### EXERCISE GOAL
The expected reply is all of the data, returned exactly.

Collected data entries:
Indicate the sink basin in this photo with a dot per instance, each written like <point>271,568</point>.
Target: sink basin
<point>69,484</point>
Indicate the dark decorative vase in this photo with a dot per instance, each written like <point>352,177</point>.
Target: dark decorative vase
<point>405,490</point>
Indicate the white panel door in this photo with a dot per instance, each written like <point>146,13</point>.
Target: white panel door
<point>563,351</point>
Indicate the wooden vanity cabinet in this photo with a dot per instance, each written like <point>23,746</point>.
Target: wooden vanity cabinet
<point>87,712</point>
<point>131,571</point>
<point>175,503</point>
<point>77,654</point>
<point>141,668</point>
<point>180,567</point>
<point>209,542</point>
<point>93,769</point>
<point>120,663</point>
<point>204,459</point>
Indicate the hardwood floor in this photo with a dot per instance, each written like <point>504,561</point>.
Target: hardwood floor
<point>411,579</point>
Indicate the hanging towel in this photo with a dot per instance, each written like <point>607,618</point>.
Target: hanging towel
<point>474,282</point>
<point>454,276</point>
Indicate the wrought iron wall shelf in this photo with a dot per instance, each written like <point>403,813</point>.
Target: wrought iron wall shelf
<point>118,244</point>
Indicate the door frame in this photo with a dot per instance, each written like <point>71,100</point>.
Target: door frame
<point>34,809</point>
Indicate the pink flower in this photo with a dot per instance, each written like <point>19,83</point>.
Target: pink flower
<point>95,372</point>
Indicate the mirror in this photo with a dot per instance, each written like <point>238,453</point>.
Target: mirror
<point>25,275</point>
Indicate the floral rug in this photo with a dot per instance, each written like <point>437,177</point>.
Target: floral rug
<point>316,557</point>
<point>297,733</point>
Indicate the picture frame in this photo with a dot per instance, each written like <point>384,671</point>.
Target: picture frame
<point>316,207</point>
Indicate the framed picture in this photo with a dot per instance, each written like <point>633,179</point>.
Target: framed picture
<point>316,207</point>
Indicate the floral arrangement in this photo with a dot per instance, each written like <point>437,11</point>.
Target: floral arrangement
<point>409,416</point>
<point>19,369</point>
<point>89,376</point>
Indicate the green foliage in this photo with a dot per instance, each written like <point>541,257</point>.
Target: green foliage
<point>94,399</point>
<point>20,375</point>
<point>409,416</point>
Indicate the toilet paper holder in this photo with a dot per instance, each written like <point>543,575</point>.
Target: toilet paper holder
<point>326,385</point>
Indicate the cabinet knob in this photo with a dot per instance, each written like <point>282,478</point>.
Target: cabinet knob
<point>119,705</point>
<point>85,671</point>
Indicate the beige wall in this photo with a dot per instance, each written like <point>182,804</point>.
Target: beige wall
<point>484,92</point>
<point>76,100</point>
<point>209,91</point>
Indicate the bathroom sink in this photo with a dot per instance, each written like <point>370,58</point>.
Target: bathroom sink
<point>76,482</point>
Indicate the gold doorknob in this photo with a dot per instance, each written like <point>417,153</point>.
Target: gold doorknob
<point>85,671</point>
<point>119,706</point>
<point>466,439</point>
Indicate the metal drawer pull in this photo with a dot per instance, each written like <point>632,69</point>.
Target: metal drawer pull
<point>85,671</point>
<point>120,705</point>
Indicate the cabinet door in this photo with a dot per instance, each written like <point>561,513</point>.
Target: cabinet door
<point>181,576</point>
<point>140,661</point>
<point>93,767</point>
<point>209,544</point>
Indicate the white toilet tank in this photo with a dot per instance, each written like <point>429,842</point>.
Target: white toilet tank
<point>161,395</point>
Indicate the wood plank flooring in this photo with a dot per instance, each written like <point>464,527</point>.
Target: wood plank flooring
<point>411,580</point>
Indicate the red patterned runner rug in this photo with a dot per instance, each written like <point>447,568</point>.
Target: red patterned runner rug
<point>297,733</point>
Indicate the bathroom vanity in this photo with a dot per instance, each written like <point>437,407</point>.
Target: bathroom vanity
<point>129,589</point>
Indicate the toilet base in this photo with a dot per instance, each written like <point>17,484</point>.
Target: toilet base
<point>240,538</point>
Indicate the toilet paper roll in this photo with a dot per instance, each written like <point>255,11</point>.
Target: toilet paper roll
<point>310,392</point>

### ANSWER AREA
Indicate the sink basin in this photo with a dot per instance, each written like <point>271,568</point>.
Target: sink basin
<point>69,484</point>
Indicate the dark decorative vase in this photo with a dot per instance, each written like <point>352,177</point>.
Target: dark decorative vase
<point>405,490</point>
Indicate the white panel door in this photo with a dot per instance, each written like <point>146,13</point>.
Target: white panel door
<point>563,351</point>
Indicate the wooden vanity cabinet in this photo with a dot per instance, each written like <point>23,746</point>.
Target: wooden vanity cabinet
<point>87,712</point>
<point>131,571</point>
<point>175,503</point>
<point>77,654</point>
<point>141,668</point>
<point>180,567</point>
<point>209,542</point>
<point>93,769</point>
<point>120,663</point>
<point>204,459</point>
Indicate the hardwood floor in this photo with a dot per instance, each written like <point>504,561</point>.
Target: hardwood floor
<point>411,579</point>
Indicate the hanging towel in this photo with a dot per instance, each written like <point>607,618</point>.
Target: hanging towel
<point>474,282</point>
<point>454,276</point>
Indicate the wrought iron wall shelf in this photo with a dot per instance, each written like <point>403,813</point>.
Target: wrought iron wall shelf
<point>118,244</point>
Indicate the door frame in this photo with a dot per instance, each written like <point>71,100</point>.
Target: door frame
<point>34,809</point>
Indicate the pink flower in this photo with a dot per instance, each written like <point>19,83</point>.
Target: pink flower
<point>95,372</point>
Indicate the mirror in this photo with a dot per instance, each written like <point>238,453</point>.
Target: mirror
<point>25,275</point>
Indicate the floral rug in this photo with a dot per instance, each written like <point>437,177</point>.
Target: floral rug
<point>316,557</point>
<point>297,733</point>
Indicate the picture frame in this photo with a dot per instance, each written like <point>384,671</point>.
Target: picture frame
<point>316,207</point>
Indicate the framed picture in this photo with a dot per instance, each written like <point>633,179</point>.
Target: framed picture
<point>316,207</point>
Indicate the floral arrangement in this photo with a dot per instance, each written like <point>437,11</point>.
Target: floral arrangement
<point>409,416</point>
<point>19,369</point>
<point>89,376</point>
Indicate the green foliage in this photo with a dot per instance, each written like <point>541,257</point>.
Target: green foliage
<point>94,399</point>
<point>20,375</point>
<point>409,416</point>
Indicate the toilet paper holder in this photo with a dot per instance, each written like <point>543,575</point>.
Target: toilet paper holder
<point>326,385</point>
Indicate the cabinet knob in this photo with a dot per instance, each written like <point>282,478</point>.
Target: cabinet knob
<point>119,705</point>
<point>85,671</point>
Indicate the beige wall in this photo with a dot per instance, each written like <point>182,804</point>.
Target: beige wall
<point>484,92</point>
<point>76,100</point>
<point>209,91</point>
Indicate the bathroom sink in this photo with a dot per instance, each written like <point>370,58</point>.
Target: bathroom sink
<point>76,482</point>
Indicate the gold doorknob in this photo with a dot per instance, each written like <point>417,153</point>.
Target: gold doorknob
<point>85,671</point>
<point>119,706</point>
<point>466,439</point>
Indicate the metal drawer pull in this photo with a dot per instance, each written like <point>632,69</point>.
Target: metal drawer pull
<point>85,671</point>
<point>120,705</point>
Indicate the cabinet door in this photo with a dot per instance, each written like <point>561,513</point>.
Target: cabinet door
<point>181,576</point>
<point>140,661</point>
<point>93,767</point>
<point>209,544</point>
Indicate the white toilet tank in this photo with a dot per instance, each written like <point>429,842</point>.
Target: white toilet tank
<point>161,395</point>
Indicate the wood plank flooring in this photo with a dot per instance, each written like <point>464,527</point>.
Target: wood plank flooring
<point>411,580</point>
Indicate the red patterned runner rug in this photo with a dot per instance, each written like <point>447,568</point>.
Target: red patterned runner rug
<point>297,733</point>
Indicate the bathroom vanity in this photo with a dot per instance, each written like <point>437,407</point>.
Target: bathroom vanity
<point>129,589</point>
Indicate the toilet base in this photo with a dot per instance, each written like <point>17,484</point>.
Target: toilet base
<point>240,538</point>
Indicate the toilet paper roll in this photo with a dot per instance, each written like <point>255,11</point>.
Target: toilet paper roll
<point>310,392</point>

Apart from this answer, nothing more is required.